# RECORDED DATA
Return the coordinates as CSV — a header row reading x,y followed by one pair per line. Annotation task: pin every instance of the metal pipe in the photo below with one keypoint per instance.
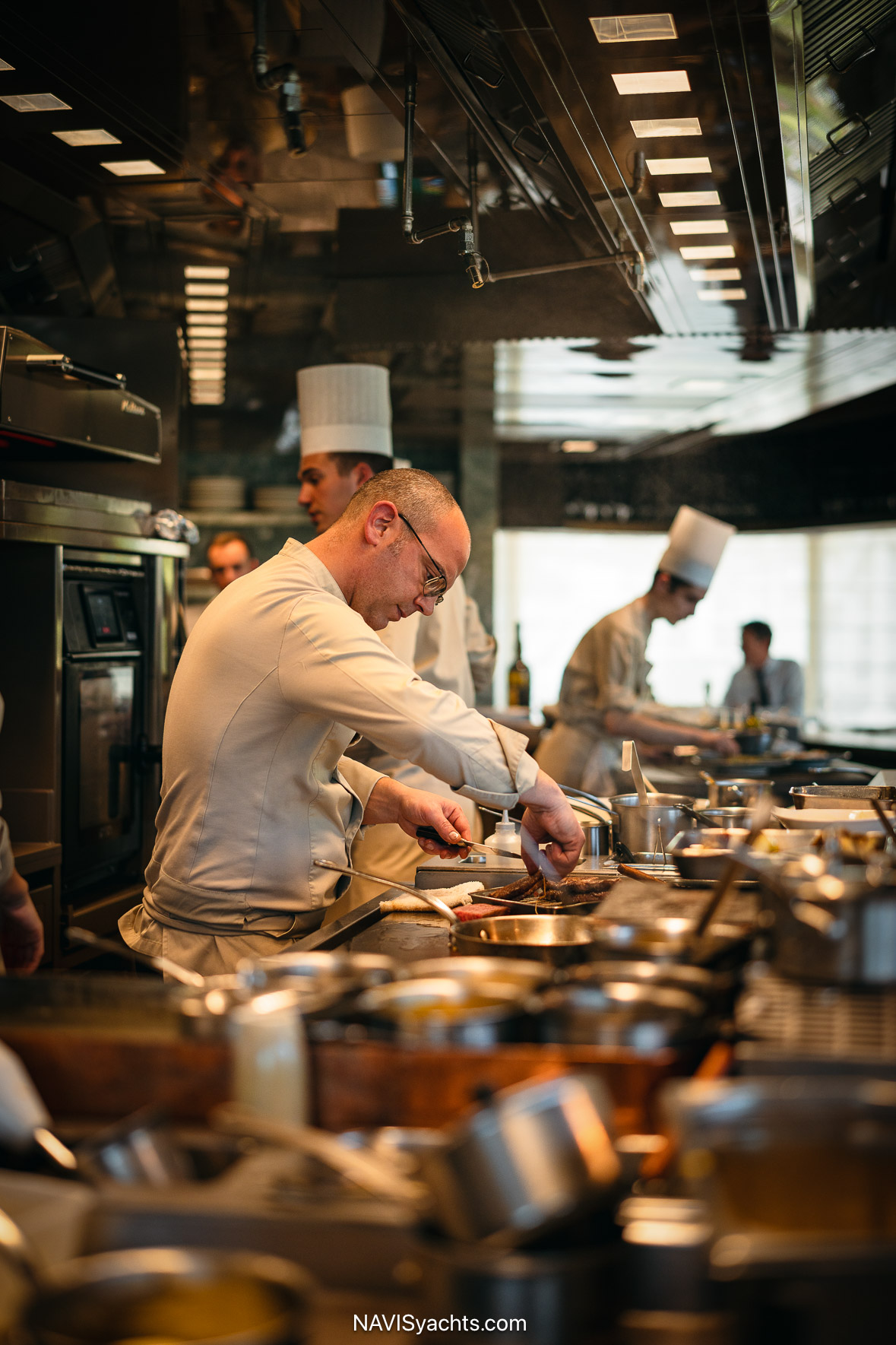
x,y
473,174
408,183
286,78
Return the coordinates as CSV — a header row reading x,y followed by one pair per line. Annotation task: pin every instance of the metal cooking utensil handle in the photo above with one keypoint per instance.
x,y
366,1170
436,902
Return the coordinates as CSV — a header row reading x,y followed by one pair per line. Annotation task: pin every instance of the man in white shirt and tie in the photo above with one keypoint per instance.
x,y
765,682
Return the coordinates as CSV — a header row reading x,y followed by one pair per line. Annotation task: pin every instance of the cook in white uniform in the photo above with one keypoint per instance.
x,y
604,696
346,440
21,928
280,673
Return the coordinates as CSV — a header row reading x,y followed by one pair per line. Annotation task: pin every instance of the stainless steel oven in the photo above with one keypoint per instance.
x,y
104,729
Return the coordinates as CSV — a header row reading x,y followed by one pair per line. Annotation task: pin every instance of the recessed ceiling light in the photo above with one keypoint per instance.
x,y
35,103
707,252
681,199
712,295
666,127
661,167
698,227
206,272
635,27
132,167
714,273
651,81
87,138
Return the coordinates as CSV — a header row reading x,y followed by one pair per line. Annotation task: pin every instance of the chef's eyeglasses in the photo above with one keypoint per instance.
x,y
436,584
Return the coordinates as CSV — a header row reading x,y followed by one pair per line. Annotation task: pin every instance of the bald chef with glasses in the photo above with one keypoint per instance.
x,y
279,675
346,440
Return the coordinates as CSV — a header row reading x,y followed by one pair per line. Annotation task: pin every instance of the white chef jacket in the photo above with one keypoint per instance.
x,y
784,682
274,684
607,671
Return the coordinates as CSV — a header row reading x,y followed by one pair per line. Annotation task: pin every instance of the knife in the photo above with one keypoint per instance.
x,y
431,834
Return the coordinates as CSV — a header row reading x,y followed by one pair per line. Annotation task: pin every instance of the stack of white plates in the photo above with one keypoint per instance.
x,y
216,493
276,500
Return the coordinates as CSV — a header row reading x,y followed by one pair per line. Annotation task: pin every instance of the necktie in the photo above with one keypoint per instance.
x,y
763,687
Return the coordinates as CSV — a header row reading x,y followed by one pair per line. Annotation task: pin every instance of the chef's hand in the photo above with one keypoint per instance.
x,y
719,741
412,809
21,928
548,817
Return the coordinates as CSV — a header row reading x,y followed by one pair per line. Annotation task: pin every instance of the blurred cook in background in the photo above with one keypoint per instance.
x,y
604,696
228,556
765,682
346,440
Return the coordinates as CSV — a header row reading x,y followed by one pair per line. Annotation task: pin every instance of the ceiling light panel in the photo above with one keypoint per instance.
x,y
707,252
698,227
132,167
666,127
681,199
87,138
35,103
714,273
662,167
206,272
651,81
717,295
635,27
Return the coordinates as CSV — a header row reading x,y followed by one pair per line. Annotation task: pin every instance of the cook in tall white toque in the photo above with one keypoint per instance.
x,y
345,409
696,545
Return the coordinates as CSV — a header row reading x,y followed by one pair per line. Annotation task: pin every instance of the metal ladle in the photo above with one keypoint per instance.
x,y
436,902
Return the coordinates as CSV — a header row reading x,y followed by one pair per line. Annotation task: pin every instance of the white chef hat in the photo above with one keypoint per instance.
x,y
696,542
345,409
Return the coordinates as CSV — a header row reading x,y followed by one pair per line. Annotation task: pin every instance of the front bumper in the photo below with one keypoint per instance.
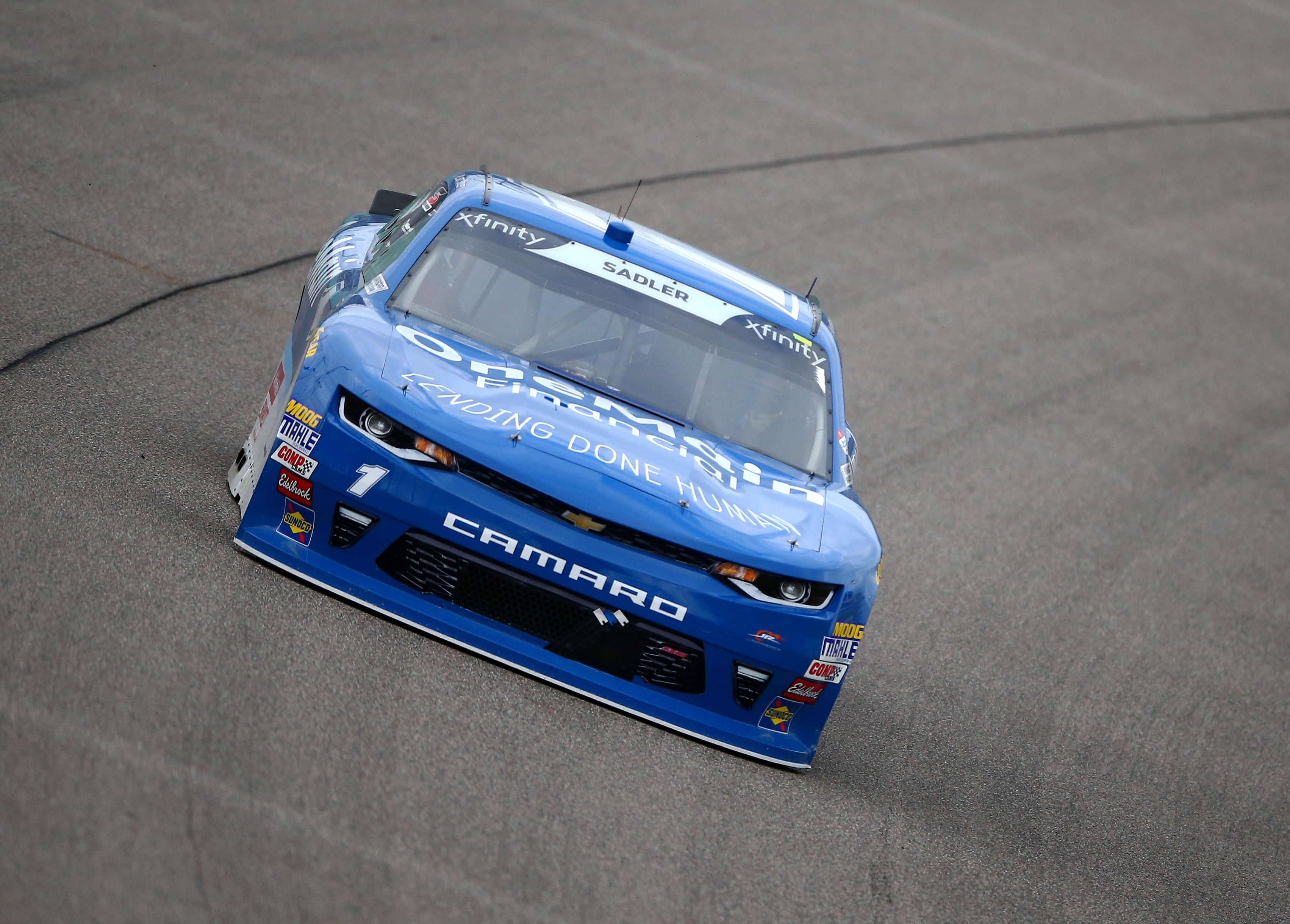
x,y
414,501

* * *

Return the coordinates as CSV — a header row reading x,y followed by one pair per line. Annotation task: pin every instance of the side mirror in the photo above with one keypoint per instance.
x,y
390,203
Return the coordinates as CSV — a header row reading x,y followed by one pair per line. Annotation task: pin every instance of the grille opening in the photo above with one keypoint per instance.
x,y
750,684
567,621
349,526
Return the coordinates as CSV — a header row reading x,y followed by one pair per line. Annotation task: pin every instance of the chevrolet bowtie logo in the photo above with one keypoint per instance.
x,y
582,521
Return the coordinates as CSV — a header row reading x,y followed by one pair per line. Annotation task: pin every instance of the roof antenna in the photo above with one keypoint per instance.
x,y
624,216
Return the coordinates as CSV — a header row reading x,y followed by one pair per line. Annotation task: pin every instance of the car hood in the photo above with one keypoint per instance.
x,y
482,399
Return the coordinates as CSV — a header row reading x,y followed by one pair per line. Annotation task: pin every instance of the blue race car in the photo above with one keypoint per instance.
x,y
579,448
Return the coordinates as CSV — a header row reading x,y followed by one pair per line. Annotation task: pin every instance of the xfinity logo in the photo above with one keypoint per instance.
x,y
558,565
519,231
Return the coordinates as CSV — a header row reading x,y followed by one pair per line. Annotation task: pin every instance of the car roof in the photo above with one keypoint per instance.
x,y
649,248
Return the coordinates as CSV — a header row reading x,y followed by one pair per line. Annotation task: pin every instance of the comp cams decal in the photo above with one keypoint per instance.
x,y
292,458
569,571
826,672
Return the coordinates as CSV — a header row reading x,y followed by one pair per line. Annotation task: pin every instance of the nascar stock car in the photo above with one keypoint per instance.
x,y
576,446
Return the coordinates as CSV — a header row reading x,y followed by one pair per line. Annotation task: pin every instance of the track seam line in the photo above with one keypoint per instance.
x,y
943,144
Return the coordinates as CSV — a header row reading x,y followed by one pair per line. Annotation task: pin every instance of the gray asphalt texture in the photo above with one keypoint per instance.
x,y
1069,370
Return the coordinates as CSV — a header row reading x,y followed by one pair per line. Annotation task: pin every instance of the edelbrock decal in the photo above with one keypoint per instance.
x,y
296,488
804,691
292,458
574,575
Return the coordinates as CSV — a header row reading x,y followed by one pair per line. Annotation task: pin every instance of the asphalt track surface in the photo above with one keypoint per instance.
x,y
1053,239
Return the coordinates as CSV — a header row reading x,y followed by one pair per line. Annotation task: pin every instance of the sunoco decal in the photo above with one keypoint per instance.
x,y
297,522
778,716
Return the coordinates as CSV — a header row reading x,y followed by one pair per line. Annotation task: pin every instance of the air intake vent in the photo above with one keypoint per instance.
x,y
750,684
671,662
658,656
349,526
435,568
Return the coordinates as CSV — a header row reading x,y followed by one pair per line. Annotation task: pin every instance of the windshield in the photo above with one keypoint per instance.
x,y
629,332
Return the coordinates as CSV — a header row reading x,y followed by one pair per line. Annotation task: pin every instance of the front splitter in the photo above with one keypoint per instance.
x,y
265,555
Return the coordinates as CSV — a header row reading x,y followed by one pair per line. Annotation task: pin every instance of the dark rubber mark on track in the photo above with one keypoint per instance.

# WHAT YOU NEED TO DO
Find every line in the data that contains the string "logo", matching case, and copy each of those lines in full.

# EXERCISE RESULT
Return the coordinates as CSV — a header row reading x,y followed by one pair per line. Annotation task: pin every instance of the chevrolet bowtie logo in the photo above with one keypoint per instance.
Return the coordinates as CSV — a header row reading x,y followed by one pair per line. Annotation task: pin every instance of the xfinity logo in the photo above with one keypoint per instance.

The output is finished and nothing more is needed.